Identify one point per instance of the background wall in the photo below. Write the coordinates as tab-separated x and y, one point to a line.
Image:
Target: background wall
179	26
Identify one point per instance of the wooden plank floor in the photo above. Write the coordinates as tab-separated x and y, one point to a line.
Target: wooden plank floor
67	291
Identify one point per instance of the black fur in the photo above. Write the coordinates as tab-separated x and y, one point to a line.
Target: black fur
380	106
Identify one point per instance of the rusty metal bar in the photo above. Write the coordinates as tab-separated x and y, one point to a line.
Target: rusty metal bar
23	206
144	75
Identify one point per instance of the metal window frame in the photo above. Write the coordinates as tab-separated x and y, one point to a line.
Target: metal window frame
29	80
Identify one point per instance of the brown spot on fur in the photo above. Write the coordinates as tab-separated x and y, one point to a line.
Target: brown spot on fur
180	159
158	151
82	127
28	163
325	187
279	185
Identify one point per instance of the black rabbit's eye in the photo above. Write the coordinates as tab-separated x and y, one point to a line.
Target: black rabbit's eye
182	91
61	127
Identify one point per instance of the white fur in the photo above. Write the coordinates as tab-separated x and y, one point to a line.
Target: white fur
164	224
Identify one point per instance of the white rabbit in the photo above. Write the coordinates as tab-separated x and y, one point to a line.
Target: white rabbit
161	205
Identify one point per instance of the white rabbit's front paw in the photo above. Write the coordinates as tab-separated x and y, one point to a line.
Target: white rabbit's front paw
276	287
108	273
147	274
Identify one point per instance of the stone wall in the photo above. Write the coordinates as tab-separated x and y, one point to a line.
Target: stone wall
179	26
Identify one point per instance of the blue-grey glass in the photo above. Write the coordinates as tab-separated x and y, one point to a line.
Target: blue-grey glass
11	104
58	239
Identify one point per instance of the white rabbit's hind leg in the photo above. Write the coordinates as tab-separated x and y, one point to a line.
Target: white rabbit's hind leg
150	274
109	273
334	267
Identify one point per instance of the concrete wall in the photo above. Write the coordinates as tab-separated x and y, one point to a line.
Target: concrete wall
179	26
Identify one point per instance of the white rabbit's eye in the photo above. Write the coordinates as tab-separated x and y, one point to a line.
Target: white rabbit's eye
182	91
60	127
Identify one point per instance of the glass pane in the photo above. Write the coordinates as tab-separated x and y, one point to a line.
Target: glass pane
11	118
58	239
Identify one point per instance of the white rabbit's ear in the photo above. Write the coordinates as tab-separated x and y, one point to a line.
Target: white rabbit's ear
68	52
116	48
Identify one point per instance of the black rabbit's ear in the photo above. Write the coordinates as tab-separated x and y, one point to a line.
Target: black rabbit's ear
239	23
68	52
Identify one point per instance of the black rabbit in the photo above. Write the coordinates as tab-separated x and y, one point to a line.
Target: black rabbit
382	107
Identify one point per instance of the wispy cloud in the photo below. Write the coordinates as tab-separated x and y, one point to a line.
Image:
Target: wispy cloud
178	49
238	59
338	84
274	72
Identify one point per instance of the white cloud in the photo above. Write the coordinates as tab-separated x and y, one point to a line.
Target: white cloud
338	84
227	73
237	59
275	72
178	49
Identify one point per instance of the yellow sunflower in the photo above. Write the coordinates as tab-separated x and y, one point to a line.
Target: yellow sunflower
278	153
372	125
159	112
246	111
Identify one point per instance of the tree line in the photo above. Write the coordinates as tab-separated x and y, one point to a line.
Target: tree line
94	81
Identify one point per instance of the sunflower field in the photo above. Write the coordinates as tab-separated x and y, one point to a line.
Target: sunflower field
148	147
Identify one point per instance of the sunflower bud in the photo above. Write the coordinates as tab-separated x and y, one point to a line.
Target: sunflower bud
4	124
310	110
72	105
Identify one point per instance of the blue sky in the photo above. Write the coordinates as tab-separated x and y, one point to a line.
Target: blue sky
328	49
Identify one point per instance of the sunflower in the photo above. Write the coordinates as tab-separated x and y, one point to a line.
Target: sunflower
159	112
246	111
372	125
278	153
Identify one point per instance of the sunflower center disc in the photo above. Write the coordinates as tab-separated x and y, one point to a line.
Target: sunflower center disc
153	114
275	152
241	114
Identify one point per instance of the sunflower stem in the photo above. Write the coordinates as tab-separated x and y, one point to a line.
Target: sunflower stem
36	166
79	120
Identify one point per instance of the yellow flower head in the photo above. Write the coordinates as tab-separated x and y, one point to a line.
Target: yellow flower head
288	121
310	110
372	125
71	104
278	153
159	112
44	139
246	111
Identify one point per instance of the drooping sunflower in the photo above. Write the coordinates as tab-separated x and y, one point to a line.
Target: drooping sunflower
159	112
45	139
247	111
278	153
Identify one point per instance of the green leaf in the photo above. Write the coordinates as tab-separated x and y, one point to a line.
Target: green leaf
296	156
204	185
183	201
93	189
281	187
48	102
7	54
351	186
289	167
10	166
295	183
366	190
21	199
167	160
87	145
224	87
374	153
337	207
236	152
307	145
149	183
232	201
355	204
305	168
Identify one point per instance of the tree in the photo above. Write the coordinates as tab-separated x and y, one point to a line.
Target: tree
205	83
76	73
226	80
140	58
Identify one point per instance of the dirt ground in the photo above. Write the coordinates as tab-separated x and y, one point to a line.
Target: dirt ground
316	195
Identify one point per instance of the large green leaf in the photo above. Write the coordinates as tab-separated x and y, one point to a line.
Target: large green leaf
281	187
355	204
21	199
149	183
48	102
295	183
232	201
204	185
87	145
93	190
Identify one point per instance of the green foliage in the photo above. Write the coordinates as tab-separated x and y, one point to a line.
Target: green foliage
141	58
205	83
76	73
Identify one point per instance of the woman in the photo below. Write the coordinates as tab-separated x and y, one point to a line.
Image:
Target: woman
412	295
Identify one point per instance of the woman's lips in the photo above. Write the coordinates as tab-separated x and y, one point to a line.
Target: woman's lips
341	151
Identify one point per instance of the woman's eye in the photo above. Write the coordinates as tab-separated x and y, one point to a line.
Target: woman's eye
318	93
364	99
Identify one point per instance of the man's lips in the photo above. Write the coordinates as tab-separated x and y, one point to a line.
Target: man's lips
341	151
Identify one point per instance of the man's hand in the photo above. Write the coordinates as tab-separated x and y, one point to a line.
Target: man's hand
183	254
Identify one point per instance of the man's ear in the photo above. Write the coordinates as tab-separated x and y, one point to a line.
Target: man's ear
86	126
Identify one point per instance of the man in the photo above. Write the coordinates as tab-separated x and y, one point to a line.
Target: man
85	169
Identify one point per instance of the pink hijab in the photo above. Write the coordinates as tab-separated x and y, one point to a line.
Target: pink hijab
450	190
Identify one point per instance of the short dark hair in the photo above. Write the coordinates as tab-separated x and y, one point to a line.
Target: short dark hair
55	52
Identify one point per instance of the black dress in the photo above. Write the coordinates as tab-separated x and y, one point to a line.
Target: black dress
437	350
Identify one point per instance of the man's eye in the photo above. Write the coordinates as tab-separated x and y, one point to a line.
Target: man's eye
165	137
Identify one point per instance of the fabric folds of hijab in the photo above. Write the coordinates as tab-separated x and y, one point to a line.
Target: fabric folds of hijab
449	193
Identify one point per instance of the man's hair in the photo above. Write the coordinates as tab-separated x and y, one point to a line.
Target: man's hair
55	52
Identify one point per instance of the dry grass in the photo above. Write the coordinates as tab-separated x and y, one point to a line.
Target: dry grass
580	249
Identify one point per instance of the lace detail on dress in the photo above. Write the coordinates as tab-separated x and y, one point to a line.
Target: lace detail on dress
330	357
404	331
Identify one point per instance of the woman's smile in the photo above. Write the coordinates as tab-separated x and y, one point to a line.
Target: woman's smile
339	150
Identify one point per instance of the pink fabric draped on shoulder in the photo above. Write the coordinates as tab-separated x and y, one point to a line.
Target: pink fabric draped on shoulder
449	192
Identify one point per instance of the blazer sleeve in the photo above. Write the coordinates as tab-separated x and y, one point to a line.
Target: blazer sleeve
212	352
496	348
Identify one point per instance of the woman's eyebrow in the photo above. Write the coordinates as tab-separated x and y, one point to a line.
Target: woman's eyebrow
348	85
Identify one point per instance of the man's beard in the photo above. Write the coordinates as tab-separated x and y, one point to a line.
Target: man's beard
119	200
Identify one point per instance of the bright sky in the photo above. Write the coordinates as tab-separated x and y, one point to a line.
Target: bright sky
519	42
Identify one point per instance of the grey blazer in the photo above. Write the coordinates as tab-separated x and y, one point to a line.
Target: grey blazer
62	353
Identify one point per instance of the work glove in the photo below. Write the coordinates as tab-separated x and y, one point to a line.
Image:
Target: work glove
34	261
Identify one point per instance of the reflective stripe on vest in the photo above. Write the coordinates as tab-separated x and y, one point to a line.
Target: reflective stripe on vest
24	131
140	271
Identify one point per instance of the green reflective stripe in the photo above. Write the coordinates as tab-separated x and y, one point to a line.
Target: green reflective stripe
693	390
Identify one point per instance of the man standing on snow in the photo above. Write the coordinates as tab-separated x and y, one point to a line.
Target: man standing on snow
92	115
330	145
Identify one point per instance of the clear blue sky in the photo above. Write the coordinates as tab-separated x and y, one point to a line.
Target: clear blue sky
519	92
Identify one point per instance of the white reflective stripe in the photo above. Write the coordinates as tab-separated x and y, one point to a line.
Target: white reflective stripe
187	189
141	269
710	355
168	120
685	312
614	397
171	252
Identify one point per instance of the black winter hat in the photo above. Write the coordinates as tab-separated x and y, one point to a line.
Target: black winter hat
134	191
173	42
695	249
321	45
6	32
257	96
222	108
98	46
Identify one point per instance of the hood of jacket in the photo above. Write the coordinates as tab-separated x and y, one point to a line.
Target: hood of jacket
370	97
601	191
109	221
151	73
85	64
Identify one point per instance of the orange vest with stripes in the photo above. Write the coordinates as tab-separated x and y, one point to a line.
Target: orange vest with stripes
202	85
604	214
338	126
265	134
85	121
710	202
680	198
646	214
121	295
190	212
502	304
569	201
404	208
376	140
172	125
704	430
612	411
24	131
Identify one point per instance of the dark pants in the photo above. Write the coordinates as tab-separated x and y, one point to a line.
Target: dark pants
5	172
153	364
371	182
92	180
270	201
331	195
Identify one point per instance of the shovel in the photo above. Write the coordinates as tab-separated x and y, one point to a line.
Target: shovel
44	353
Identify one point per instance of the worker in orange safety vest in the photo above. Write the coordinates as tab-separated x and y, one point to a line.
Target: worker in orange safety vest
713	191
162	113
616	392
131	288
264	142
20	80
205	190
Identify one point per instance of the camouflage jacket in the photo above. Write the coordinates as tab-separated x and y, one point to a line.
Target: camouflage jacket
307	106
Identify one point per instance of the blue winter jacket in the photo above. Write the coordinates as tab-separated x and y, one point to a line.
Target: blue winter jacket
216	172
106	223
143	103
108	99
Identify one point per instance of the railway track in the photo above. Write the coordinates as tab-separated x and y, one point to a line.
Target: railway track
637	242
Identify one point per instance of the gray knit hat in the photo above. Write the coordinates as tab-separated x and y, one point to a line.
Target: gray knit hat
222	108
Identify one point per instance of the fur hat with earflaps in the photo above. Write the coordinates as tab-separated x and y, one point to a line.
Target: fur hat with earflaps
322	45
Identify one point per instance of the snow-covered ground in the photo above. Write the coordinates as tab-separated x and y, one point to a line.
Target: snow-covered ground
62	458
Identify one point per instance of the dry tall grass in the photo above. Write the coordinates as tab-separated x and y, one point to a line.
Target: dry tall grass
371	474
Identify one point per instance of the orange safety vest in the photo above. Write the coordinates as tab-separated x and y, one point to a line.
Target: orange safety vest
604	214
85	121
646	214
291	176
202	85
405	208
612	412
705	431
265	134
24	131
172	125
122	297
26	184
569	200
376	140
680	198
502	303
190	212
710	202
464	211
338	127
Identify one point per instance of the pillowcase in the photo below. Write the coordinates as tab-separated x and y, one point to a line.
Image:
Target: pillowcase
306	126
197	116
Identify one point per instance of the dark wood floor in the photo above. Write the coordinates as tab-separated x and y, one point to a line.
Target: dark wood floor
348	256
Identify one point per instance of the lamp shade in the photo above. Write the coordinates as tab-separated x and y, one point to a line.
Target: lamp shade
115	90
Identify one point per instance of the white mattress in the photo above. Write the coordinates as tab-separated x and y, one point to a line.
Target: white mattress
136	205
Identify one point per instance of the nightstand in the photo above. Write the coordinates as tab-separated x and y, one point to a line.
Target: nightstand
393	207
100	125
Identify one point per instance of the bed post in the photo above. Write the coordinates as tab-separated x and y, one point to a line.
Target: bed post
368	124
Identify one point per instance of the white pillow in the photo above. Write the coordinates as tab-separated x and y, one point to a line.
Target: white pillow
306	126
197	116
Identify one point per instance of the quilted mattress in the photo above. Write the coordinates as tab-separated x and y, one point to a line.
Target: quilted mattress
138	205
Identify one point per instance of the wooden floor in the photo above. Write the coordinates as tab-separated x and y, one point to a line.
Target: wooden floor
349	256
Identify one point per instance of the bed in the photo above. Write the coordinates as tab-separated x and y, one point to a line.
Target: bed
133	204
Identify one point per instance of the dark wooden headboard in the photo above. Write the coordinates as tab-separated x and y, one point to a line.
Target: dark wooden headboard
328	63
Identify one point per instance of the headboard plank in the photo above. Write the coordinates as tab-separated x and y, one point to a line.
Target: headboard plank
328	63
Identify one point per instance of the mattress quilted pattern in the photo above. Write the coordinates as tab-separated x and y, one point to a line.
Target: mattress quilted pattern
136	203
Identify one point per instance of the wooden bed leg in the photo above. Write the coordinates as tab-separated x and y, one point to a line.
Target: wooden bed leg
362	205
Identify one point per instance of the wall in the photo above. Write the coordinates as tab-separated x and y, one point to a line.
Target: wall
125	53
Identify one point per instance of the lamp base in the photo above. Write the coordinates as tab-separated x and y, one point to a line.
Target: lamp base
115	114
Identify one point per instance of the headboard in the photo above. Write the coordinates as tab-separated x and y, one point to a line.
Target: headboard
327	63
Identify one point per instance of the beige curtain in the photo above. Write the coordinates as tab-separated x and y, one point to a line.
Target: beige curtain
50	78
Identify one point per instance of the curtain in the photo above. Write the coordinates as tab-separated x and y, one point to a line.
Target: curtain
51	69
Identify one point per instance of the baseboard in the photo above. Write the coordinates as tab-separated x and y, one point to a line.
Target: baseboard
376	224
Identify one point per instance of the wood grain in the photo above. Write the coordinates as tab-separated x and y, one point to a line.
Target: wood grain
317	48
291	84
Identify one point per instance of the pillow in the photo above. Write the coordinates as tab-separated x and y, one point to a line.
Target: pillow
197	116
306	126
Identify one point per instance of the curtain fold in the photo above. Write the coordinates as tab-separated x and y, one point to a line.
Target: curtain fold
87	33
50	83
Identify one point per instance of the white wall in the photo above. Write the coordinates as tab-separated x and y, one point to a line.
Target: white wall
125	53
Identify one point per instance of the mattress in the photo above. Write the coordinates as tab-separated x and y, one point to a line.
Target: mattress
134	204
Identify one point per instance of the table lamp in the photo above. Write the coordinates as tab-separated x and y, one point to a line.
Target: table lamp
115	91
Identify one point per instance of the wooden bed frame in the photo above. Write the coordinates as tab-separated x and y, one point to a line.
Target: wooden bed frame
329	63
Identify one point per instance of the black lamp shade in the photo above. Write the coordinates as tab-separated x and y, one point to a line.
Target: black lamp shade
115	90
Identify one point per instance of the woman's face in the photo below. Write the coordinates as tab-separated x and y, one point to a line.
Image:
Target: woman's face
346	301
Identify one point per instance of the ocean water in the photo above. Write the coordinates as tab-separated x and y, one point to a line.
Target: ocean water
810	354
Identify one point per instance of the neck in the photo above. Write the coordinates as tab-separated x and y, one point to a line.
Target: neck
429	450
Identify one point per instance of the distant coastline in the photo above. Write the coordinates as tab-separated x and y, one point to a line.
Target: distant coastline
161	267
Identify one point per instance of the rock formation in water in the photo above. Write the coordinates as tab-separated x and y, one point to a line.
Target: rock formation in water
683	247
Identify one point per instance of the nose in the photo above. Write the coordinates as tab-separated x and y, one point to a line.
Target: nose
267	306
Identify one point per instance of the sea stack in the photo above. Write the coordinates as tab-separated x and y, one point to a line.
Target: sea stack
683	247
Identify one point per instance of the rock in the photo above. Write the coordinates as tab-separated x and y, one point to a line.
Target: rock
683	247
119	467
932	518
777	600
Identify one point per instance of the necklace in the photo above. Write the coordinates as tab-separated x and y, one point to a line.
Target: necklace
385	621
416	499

┄┄┄┄┄┄┄┄┄┄

### What needs to be done:
Everything from the line with "Target: wooden bed leg" through the line with "Identify one point per instance of the table" should be written out exactly as it appears above, end lines included, and nothing outside that range.

### Task response:
Target: wooden bed leg
362	205
Identify one point per instance of the wall in the photo above. Write the coordinates as tab-separated x and y, one point to a line.
Target: wall
125	53
Identify one point per instance of the lamp base in the photo above. Write the coordinates as tab-separated x and y, one point to a line.
Target: lamp base
115	114
Identify one point per instance of the headboard in the photo above. Write the coordinates as tab-separated x and y, one point to a line.
Target: headboard
327	63
Identify one point per instance of the beige curtain in the photo above. Write the coordinates as tab-separated x and y, one point to a line.
Target: beige curtain
50	78
Identify one point per instance of the curtain in the photo above. Write the coordinates as tab-separated x and y, one point to a line.
Target: curtain
51	69
Identify one point per instance of the baseboard in the photo above. Write the coordinates as tab-separated x and y, one point to a line.
Target: baseboard
376	224
Identify one point per instance of the wood grain in the photo above. Write the coordinates as tab-separated x and y, one point to a line.
Target: wood grain
317	48
291	84
Identify one point per instance of the pillow in the photo above. Write the coordinates as tab-separated x and y, one point to a line.
Target: pillow
197	116
306	126
Identify one point per instance of the curtain fold in the photo above. Write the coordinates as tab-separated x and y, one point to a line.
Target: curtain fold
87	33
50	83
Identify one point per instance of the white wall in the photo above. Write the coordinates as tab-separated x and y, one point to a line.
Target: white wall
125	53
Identify one point per instance of the mattress in the photo above. Write the coordinates as tab-separated x and y, one point to a line.
Target: mattress
134	204
Identify one point per instance of the table lamp in the photo above. Write the coordinates as tab-separated x and y, one point to a line.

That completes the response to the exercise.